### [WHAT THE TASK ASKS]
Please retype all of the following entries exactly.

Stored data
# # # # # # #
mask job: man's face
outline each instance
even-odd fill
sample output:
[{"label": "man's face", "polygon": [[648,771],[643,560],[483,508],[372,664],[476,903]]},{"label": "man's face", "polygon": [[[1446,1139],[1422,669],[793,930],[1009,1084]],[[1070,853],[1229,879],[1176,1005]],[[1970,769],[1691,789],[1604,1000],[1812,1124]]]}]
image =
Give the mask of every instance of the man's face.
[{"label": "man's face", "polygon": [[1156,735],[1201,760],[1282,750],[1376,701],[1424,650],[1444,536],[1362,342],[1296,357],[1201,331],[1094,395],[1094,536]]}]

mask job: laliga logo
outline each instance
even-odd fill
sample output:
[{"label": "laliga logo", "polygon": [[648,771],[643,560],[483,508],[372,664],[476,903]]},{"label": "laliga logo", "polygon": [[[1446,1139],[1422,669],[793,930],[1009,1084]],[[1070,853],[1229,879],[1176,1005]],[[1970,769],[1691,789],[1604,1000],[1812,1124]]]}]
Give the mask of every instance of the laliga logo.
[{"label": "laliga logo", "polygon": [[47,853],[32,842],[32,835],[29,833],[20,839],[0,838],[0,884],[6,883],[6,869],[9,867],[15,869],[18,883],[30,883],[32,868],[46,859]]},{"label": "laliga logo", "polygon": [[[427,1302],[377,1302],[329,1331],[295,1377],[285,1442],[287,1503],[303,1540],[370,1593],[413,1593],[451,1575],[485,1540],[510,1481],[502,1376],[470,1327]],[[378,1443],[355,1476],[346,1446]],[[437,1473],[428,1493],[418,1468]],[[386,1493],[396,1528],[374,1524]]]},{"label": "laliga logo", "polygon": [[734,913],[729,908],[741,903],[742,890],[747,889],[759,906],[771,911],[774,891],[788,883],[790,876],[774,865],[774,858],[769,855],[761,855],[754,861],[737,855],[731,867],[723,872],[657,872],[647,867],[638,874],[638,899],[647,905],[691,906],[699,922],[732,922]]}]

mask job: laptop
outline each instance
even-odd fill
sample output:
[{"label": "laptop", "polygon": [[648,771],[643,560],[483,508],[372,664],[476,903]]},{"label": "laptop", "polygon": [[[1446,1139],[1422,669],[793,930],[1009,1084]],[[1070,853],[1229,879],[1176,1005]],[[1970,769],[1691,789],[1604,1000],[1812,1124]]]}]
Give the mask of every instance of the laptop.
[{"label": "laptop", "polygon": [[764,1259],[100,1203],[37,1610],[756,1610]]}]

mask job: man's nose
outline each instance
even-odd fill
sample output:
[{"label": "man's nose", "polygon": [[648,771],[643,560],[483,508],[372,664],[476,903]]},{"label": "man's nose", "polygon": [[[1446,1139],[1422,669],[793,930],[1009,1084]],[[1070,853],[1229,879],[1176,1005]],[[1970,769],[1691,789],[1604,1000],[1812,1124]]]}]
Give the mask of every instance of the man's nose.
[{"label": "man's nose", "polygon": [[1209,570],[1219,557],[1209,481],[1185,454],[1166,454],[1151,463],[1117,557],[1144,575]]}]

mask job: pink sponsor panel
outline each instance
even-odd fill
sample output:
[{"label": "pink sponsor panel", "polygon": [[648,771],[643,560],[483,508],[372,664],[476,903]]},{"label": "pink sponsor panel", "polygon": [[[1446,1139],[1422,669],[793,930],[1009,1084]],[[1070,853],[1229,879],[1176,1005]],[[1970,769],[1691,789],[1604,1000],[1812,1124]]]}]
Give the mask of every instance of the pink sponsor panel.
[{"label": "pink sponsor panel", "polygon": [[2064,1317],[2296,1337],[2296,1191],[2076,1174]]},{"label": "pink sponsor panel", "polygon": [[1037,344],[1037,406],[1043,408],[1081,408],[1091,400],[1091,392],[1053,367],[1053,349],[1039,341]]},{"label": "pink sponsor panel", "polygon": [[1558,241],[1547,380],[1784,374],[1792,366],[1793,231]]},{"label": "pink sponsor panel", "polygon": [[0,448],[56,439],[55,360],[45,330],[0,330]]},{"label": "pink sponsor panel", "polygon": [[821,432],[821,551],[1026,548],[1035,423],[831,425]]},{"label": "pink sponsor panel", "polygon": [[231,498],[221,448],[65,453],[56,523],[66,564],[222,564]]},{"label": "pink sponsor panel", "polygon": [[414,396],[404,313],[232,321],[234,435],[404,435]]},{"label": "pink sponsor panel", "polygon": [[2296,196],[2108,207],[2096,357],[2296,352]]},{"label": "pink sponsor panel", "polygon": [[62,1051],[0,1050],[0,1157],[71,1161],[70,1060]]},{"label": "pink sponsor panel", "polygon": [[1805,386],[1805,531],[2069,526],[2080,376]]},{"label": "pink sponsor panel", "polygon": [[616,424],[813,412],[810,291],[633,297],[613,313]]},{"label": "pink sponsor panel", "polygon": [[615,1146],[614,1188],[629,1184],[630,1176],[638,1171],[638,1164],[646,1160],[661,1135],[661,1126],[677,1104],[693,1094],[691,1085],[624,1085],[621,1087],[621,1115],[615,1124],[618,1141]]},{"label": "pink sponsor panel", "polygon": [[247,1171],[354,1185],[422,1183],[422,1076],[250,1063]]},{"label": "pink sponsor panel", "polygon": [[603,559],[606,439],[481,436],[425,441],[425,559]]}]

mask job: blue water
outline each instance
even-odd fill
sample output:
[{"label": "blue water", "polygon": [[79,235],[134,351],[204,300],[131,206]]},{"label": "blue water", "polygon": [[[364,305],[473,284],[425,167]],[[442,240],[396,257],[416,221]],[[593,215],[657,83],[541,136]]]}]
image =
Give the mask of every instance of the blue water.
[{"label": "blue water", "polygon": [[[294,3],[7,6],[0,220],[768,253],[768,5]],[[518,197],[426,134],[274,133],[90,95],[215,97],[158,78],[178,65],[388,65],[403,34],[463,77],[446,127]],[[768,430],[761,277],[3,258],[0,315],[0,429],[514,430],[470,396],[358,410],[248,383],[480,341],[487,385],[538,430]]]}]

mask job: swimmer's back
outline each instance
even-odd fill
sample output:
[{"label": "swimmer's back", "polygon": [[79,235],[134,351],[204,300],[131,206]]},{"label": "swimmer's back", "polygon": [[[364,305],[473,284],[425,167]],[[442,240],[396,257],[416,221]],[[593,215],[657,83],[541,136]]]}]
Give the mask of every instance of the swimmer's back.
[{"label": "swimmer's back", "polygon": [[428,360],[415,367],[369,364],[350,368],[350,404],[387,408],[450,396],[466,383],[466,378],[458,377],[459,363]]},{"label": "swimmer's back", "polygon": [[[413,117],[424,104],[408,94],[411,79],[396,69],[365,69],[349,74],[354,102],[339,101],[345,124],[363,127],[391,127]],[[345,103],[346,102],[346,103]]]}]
# # # # # # #
### [EXERCISE SOLUTION]
mask job: man's face
outline each instance
even-odd fill
sample output:
[{"label": "man's face", "polygon": [[648,771],[643,560],[483,508],[372,664],[476,903]]},{"label": "man's face", "polygon": [[[1446,1139],[1422,669],[793,930],[1009,1084]],[[1070,853],[1229,879],[1176,1005]],[[1970,769],[1691,789],[1604,1000],[1812,1124]]]}]
image =
Give the mask of every instance of the man's face.
[{"label": "man's face", "polygon": [[1156,735],[1201,760],[1282,750],[1376,701],[1424,650],[1444,536],[1362,342],[1296,357],[1201,331],[1094,395],[1094,536]]}]

mask job: laliga logo
outline each instance
even-odd fill
sample output:
[{"label": "laliga logo", "polygon": [[648,771],[643,560],[483,508],[372,664],[476,903]]},{"label": "laliga logo", "polygon": [[[1446,1139],[1422,669],[793,930],[1009,1084]],[[1070,853],[1229,879],[1176,1005]],[[1970,769],[1691,789],[1604,1000],[1812,1124]]]}]
Give the mask of every instance of the laliga logo.
[{"label": "laliga logo", "polygon": [[47,853],[32,842],[32,835],[29,833],[20,839],[0,838],[0,884],[6,883],[6,869],[9,867],[15,869],[18,883],[30,883],[32,868],[46,859]]},{"label": "laliga logo", "polygon": [[[427,1302],[377,1302],[329,1331],[295,1377],[285,1442],[287,1503],[303,1540],[370,1593],[413,1593],[451,1575],[485,1540],[510,1481],[502,1376],[470,1327]],[[378,1443],[355,1476],[346,1446]],[[437,1473],[428,1493],[418,1468]],[[386,1493],[396,1528],[374,1524]]]},{"label": "laliga logo", "polygon": [[734,913],[729,908],[741,903],[742,890],[747,889],[759,906],[771,911],[774,891],[788,883],[790,876],[774,865],[774,858],[769,855],[761,855],[754,861],[737,855],[731,867],[723,872],[657,872],[647,867],[638,874],[638,899],[647,905],[691,906],[699,922],[732,922]]}]

mask job: laptop
outline each instance
even-odd fill
sample output:
[{"label": "laptop", "polygon": [[648,771],[643,560],[483,508],[372,664],[476,903]]},{"label": "laptop", "polygon": [[[1446,1139],[1422,669],[793,930],[1009,1084]],[[1070,853],[1229,879],[1176,1005]],[[1970,769],[1691,789],[1604,1000],[1812,1124]]]}]
Give the mask of every instance of the laptop.
[{"label": "laptop", "polygon": [[764,1259],[100,1203],[37,1610],[756,1610]]}]

mask job: man's nose
outline each instance
even-odd fill
sample output:
[{"label": "man's nose", "polygon": [[648,771],[643,560],[483,508],[372,664],[476,903]]},{"label": "man's nose", "polygon": [[[1446,1139],[1422,669],[793,930],[1009,1084]],[[1070,853],[1229,879],[1176,1005]],[[1970,769],[1691,789],[1604,1000],[1812,1124]]]}]
Give the mask of every instance of the man's nose.
[{"label": "man's nose", "polygon": [[1209,570],[1219,557],[1209,481],[1185,454],[1166,454],[1151,463],[1117,557],[1144,575]]}]

mask job: pink sponsor panel
outline each instance
even-odd fill
sample output:
[{"label": "pink sponsor panel", "polygon": [[648,771],[643,560],[483,508],[372,664],[476,903]]},{"label": "pink sponsor panel", "polygon": [[[1446,1139],[1422,669],[793,930],[1009,1084]],[[1070,853],[1229,879],[1176,1005]],[[1970,769],[1691,789],[1604,1000],[1812,1124]]]}]
Give the mask of every instance of the pink sponsor panel.
[{"label": "pink sponsor panel", "polygon": [[2064,1317],[2296,1337],[2296,1191],[2076,1174]]},{"label": "pink sponsor panel", "polygon": [[1037,344],[1037,406],[1043,408],[1081,408],[1091,400],[1091,392],[1053,367],[1053,349],[1039,341]]},{"label": "pink sponsor panel", "polygon": [[1558,241],[1547,380],[1784,374],[1792,366],[1793,231]]},{"label": "pink sponsor panel", "polygon": [[0,448],[56,439],[55,360],[45,330],[0,330]]},{"label": "pink sponsor panel", "polygon": [[821,432],[821,551],[1026,548],[1035,423],[831,425]]},{"label": "pink sponsor panel", "polygon": [[231,498],[221,448],[65,453],[56,523],[66,564],[222,564]]},{"label": "pink sponsor panel", "polygon": [[414,396],[404,313],[232,321],[234,435],[404,435]]},{"label": "pink sponsor panel", "polygon": [[2296,196],[2108,207],[2096,357],[2296,352]]},{"label": "pink sponsor panel", "polygon": [[62,1051],[0,1050],[0,1157],[71,1161],[70,1060]]},{"label": "pink sponsor panel", "polygon": [[1805,386],[1805,531],[2069,526],[2080,376]]},{"label": "pink sponsor panel", "polygon": [[616,424],[813,412],[810,291],[633,297],[613,313]]},{"label": "pink sponsor panel", "polygon": [[615,1146],[614,1188],[629,1184],[630,1176],[638,1171],[638,1164],[646,1160],[661,1135],[661,1126],[677,1104],[693,1094],[691,1085],[624,1085],[621,1087],[621,1115],[615,1124],[618,1141]]},{"label": "pink sponsor panel", "polygon": [[247,1171],[354,1185],[422,1183],[422,1076],[250,1063]]},{"label": "pink sponsor panel", "polygon": [[603,559],[606,439],[481,436],[425,441],[425,559]]}]

mask job: blue water
outline each instance
even-odd fill
sample output:
[{"label": "blue water", "polygon": [[79,235],[134,351],[204,300],[131,206]]},{"label": "blue water", "polygon": [[[364,305],[473,284],[425,167]],[[442,240],[396,257],[416,221]],[[593,215],[657,83],[541,136]]]}]
image =
Give the mask of every instance of the blue water.
[{"label": "blue water", "polygon": [[[294,3],[7,6],[0,220],[768,253],[768,5]],[[518,197],[426,134],[274,133],[90,95],[215,97],[158,78],[178,65],[388,65],[403,34],[463,77],[446,127]],[[768,430],[761,277],[3,258],[0,315],[0,429],[514,430],[470,396],[358,410],[248,383],[480,341],[487,385],[538,430]]]}]

mask job: swimmer's back
outline each instance
even-odd fill
sample output:
[{"label": "swimmer's back", "polygon": [[79,235],[134,351],[204,300],[131,206]]},{"label": "swimmer's back", "polygon": [[[364,305],[473,284],[425,167]],[[442,240],[396,257],[416,221]],[[593,215],[657,83],[541,136]]]}]
Give the mask of every instance of the swimmer's back.
[{"label": "swimmer's back", "polygon": [[428,360],[415,367],[369,364],[350,368],[350,404],[387,408],[450,396],[466,383],[466,378],[458,377],[459,363]]},{"label": "swimmer's back", "polygon": [[[413,117],[424,104],[408,94],[411,79],[396,69],[365,69],[349,74],[354,102],[339,101],[345,124],[363,127],[391,127]],[[345,103],[346,102],[346,103]]]}]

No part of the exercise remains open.